:: WHAT TO WORK ON ::
Copy each of the following entries line for line, with every character unchanged.

:: SUPPLIED MATERIAL ::
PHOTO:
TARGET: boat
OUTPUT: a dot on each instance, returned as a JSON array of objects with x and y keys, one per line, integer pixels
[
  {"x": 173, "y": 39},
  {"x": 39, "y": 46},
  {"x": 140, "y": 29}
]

:: PROBLEM SOLUTION ::
PHOTO:
TARGET: boat
OUTPUT: a dot on each instance, returned as a JSON array of objects with x and y keys, one per line, integer pixels
[
  {"x": 173, "y": 39},
  {"x": 39, "y": 46},
  {"x": 140, "y": 29}
]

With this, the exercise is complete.